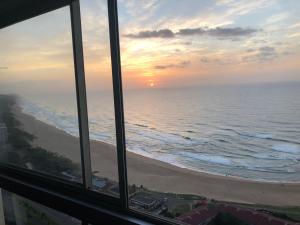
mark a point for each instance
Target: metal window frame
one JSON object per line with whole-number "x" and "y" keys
{"x": 81, "y": 94}
{"x": 118, "y": 99}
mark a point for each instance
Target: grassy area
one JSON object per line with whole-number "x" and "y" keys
{"x": 226, "y": 219}
{"x": 22, "y": 153}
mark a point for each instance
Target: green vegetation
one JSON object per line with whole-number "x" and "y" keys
{"x": 20, "y": 151}
{"x": 226, "y": 219}
{"x": 291, "y": 213}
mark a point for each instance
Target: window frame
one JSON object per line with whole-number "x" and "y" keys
{"x": 76, "y": 199}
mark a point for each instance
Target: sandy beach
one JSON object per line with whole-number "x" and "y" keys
{"x": 160, "y": 176}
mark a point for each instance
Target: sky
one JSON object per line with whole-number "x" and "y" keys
{"x": 164, "y": 43}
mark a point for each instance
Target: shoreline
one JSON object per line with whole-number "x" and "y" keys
{"x": 18, "y": 108}
{"x": 158, "y": 175}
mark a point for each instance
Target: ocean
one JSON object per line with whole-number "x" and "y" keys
{"x": 249, "y": 131}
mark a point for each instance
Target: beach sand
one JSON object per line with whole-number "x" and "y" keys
{"x": 160, "y": 176}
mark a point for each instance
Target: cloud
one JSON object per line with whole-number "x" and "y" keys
{"x": 167, "y": 66}
{"x": 218, "y": 32}
{"x": 164, "y": 33}
{"x": 262, "y": 54}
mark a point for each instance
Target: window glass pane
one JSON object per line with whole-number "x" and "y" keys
{"x": 212, "y": 109}
{"x": 38, "y": 112}
{"x": 19, "y": 211}
{"x": 100, "y": 96}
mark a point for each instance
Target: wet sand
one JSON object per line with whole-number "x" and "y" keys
{"x": 160, "y": 176}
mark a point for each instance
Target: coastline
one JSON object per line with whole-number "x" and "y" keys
-.-.-
TASK STATEMENT
Copy the data word for word. Pictures do not go in the copy.

OUTPUT BELOW
mark a point for each instance
Target: metal window frame
one JSON object per line with whole-number "x" and "y" keys
{"x": 81, "y": 94}
{"x": 118, "y": 99}
mark a point for each instance
Target: grassy area
one JSON object per line with whole-number "x" and "y" keys
{"x": 226, "y": 219}
{"x": 22, "y": 153}
mark a point for each instance
Target: green vegetation
one JSON object per line with whole-number "x" and "y" keys
{"x": 20, "y": 151}
{"x": 226, "y": 219}
{"x": 291, "y": 213}
mark a point for each instance
Target: window frame
one JSON object per line with whole-number "x" and "y" keys
{"x": 76, "y": 199}
mark a point for each instance
Target: sandy beach
one JSON object per line with whole-number "x" and "y" keys
{"x": 160, "y": 176}
mark a point for each instance
Target: sky
one JSON object per line with whole-number "x" and "y" keys
{"x": 164, "y": 43}
mark a point for each instance
Target: shoreline
one JSON object per line with whole-number "x" and "y" keys
{"x": 18, "y": 108}
{"x": 158, "y": 175}
mark a point for each instance
Target: ocean
one JSON object per line with whole-number "x" and "y" keys
{"x": 249, "y": 131}
mark a point for each instance
Target: beach sand
one JSON object per line with whole-number "x" and "y" keys
{"x": 160, "y": 176}
mark a point for each instance
Target: cloud
one JSON object per line with whole-number "x" and "y" keys
{"x": 167, "y": 66}
{"x": 218, "y": 32}
{"x": 164, "y": 33}
{"x": 262, "y": 54}
mark a point for each instance
Target: window glass pane
one JSON object per line with whole-number "x" and "y" keys
{"x": 212, "y": 109}
{"x": 38, "y": 112}
{"x": 19, "y": 211}
{"x": 100, "y": 96}
mark a point for each instance
Target: wet sand
one JSON object per line with whole-number "x" and "y" keys
{"x": 160, "y": 176}
mark a point for each instance
Target: coastline
one JSON object per line with whole-number "x" and "y" keys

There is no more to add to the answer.